- [Goal]: Your task is to copy every line of this material exactly.

==*==

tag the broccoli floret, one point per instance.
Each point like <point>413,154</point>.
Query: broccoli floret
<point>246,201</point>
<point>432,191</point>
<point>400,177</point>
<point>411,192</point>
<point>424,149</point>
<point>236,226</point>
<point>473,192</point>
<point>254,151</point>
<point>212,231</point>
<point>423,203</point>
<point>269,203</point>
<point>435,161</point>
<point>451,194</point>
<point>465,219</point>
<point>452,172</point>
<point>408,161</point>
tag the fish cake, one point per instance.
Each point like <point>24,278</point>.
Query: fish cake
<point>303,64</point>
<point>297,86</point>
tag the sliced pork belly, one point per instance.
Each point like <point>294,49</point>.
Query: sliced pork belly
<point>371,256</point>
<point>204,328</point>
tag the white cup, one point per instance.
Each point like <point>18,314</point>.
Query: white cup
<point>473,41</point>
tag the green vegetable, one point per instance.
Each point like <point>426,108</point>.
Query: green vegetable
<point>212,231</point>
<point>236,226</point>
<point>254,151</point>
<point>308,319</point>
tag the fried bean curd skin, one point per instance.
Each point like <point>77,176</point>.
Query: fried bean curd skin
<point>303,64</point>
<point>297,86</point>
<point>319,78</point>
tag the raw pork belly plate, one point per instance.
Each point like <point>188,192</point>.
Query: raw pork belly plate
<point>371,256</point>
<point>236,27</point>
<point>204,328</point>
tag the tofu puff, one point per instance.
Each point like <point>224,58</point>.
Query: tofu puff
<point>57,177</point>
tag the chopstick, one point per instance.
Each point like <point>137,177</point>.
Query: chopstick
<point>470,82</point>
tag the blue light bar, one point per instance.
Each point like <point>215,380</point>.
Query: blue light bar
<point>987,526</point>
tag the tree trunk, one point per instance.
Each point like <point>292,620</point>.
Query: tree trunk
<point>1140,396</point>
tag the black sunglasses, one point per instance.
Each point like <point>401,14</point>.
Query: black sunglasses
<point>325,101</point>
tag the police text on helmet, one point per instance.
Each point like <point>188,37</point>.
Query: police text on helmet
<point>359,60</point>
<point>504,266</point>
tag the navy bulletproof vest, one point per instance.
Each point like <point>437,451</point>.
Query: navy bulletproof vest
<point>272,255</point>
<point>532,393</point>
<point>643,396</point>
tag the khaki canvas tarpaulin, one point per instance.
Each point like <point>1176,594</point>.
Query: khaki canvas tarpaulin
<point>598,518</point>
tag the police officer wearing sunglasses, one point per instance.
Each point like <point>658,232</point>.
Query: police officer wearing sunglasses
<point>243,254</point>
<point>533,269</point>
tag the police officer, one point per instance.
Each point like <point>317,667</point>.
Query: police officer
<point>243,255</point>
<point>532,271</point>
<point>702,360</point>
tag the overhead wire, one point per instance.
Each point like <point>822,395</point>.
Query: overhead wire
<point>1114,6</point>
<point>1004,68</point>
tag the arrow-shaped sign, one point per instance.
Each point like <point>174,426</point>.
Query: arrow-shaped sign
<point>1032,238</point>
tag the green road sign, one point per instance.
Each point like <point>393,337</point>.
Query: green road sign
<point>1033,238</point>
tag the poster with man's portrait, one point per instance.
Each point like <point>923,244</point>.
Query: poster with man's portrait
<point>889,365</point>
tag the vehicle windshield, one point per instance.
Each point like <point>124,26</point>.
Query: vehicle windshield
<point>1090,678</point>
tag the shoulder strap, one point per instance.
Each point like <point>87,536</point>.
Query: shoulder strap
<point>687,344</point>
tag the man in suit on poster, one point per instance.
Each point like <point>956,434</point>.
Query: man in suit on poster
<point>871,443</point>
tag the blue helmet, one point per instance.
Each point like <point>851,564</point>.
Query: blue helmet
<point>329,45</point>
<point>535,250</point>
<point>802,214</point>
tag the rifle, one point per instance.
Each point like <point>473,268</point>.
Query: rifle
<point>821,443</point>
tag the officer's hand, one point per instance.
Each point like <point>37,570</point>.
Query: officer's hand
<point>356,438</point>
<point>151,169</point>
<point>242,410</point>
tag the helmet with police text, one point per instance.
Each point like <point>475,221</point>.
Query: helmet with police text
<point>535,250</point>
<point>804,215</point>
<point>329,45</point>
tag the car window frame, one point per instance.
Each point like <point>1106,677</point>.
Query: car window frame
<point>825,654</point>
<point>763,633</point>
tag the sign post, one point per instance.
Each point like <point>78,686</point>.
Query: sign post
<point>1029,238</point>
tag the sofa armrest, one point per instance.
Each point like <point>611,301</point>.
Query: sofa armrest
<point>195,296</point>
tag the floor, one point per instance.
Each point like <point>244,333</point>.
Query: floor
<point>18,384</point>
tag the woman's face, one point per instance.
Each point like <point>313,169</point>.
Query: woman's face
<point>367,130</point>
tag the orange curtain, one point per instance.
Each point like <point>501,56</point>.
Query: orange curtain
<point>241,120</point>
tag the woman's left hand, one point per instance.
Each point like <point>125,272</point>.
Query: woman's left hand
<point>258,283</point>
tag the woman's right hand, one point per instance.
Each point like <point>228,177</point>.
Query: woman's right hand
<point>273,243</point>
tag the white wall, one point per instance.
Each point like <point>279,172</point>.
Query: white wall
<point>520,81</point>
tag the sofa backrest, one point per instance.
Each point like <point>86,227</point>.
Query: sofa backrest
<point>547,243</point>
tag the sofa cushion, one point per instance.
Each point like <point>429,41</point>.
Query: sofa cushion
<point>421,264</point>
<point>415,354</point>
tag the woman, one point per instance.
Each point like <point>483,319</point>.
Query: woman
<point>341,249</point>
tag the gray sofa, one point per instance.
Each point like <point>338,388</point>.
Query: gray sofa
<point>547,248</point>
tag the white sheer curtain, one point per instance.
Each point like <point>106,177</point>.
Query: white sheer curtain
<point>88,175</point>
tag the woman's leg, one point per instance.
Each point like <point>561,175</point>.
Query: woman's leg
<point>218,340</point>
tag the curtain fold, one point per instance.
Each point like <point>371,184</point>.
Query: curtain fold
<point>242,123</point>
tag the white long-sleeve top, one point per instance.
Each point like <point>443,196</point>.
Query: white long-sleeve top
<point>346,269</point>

==*==

- [Exercise output]:
tag the broccoli floret, one point per instance.
Each point like <point>413,154</point>.
Query: broccoli floret
<point>246,201</point>
<point>432,191</point>
<point>400,177</point>
<point>411,192</point>
<point>424,149</point>
<point>236,226</point>
<point>473,192</point>
<point>254,151</point>
<point>212,231</point>
<point>423,203</point>
<point>269,203</point>
<point>435,161</point>
<point>451,194</point>
<point>465,219</point>
<point>452,172</point>
<point>408,161</point>
tag the fish cake, one point per instance.
Each point like <point>24,278</point>.
Query: fish cake
<point>303,64</point>
<point>297,86</point>
tag the sliced pork belly, one point per instance.
Each point like <point>294,49</point>.
Query: sliced pork belly
<point>371,256</point>
<point>204,328</point>
tag the white cup, one point per instance.
Each point like <point>18,314</point>.
Query: white cup
<point>473,41</point>
tag the green vegetable, one point per instance.
Each point like <point>426,108</point>.
Query: green vegetable
<point>212,231</point>
<point>236,226</point>
<point>254,151</point>
<point>308,319</point>
tag the fried bean curd skin, one point per instance.
Each point like <point>77,176</point>.
Query: fried bean curd skin
<point>303,64</point>
<point>297,86</point>
<point>319,78</point>
tag the raw pork belly plate, one point per instance.
Each point like <point>188,192</point>.
Query: raw pork belly plate
<point>371,256</point>
<point>236,27</point>
<point>204,328</point>
tag the tofu puff, one point per instance.
Each point like <point>224,58</point>.
Query: tofu puff
<point>57,177</point>
tag the chopstick, one point per instance.
Each point like <point>137,177</point>.
Query: chopstick
<point>470,82</point>
tag the blue light bar, one point per instance.
Each point like <point>215,380</point>.
Query: blue light bar
<point>987,526</point>
tag the tree trunk, one point per instance.
Each point like <point>292,620</point>.
Query: tree trunk
<point>1140,396</point>
tag the black sunglasses, one point per instance.
Each point like <point>401,14</point>.
Query: black sunglasses
<point>325,101</point>
tag the police text on helmet, one point per instance.
Each point like <point>188,37</point>.
Query: police text on helmet
<point>359,60</point>
<point>504,266</point>
tag the navy bulletproof vest, one point per instance.
Each point like <point>437,451</point>.
Query: navy bulletproof vest
<point>272,255</point>
<point>532,393</point>
<point>643,396</point>
tag the khaki canvas tarpaulin, one point per instance.
Each point like <point>1176,594</point>.
Query: khaki canvas tarpaulin
<point>598,518</point>
tag the police officer wearing sunglasses, one point per instance.
Each point like <point>658,232</point>.
Query: police officer wearing sunglasses
<point>243,254</point>
<point>533,269</point>
tag the police officer, one point per instance.
Each point like <point>317,667</point>.
Query: police officer
<point>243,255</point>
<point>532,271</point>
<point>702,360</point>
tag the overhead wire, one point per instance.
Each point like <point>822,395</point>.
Query: overhead wire
<point>1114,6</point>
<point>1004,68</point>
tag the arrow-shaped sign, one point per instance.
Each point like <point>174,426</point>.
Query: arrow-shaped sign
<point>1032,238</point>
tag the green road sign, one point per instance.
Each point like <point>393,337</point>.
Query: green road sign
<point>1033,238</point>
tag the poster with man's portrait, one point per instance.
Each point like <point>923,244</point>.
Query: poster with man's portrait
<point>889,365</point>
tag the vehicle windshield, one point per instance.
Each point like <point>124,26</point>.
Query: vehicle windshield
<point>1090,678</point>
tag the shoulder strap, one point per instance.
Each point like <point>87,536</point>.
Query: shoulder strap
<point>687,344</point>
tag the man in suit on poster, one point per instance.
Each point like <point>956,434</point>.
Query: man in suit on poster
<point>871,443</point>
tag the blue helmet, one point per instance.
Each point like <point>851,564</point>.
Query: blue helmet
<point>329,45</point>
<point>535,250</point>
<point>802,214</point>
tag the rifle, one point per instance.
Each point like <point>473,268</point>.
Query: rifle
<point>821,443</point>
tag the officer's hand, one point per instance.
Each point like <point>37,570</point>.
Query: officer's hand
<point>356,438</point>
<point>151,169</point>
<point>242,410</point>
tag the helmet with police text, one point per instance.
Each point like <point>475,221</point>.
Query: helmet with police text
<point>535,250</point>
<point>804,215</point>
<point>329,45</point>
tag the car window frame, one point per instance.
Each point like <point>1106,677</point>.
Query: car window frame
<point>825,654</point>
<point>763,633</point>
tag the sign post, one point per instance.
Each point like <point>78,686</point>.
Query: sign post
<point>1029,238</point>
tag the sofa armrest, one point per instance.
Each point like <point>611,301</point>.
Query: sofa armrest
<point>195,296</point>
tag the floor, one point per instance.
Each point like <point>244,333</point>.
Query: floor
<point>18,384</point>
tag the woman's face, one point per instance.
Each point like <point>313,169</point>.
Query: woman's face
<point>367,130</point>
tag the orange curtain, one point per instance.
Each point like <point>501,56</point>.
Query: orange curtain
<point>241,120</point>
tag the woman's left hand, one point per instance.
Each point like <point>125,272</point>.
Query: woman's left hand
<point>258,283</point>
tag the woman's right hand, one point per instance.
Each point like <point>228,177</point>.
Query: woman's right hand
<point>273,243</point>
tag the white wall, one point per instance.
Each point like <point>279,172</point>.
Query: white wall
<point>520,81</point>
tag the sofa backrest, one point per instance.
Each point like <point>86,227</point>.
Query: sofa backrest
<point>547,243</point>
tag the sofa cushion, one point per instance.
Each point like <point>429,41</point>.
Query: sofa cushion
<point>421,264</point>
<point>415,354</point>
tag the woman, one point per instance.
Each point like <point>483,319</point>.
Query: woman
<point>341,249</point>
tag the gray sofa, one point per instance.
Each point like <point>338,388</point>.
Query: gray sofa
<point>547,248</point>
tag the white sheer curtain, one point per instance.
Each point like <point>106,177</point>.
Query: white sheer curtain
<point>88,175</point>
tag the woman's leg, one point per instance.
Each point like <point>561,175</point>.
Query: woman's leg
<point>218,340</point>
tag the curtain fold, one point per instance.
Each point like <point>371,184</point>.
Query: curtain fold
<point>242,123</point>
tag the white long-sleeve top, one point per instance.
Each point like <point>443,196</point>.
Query: white long-sleeve top
<point>346,269</point>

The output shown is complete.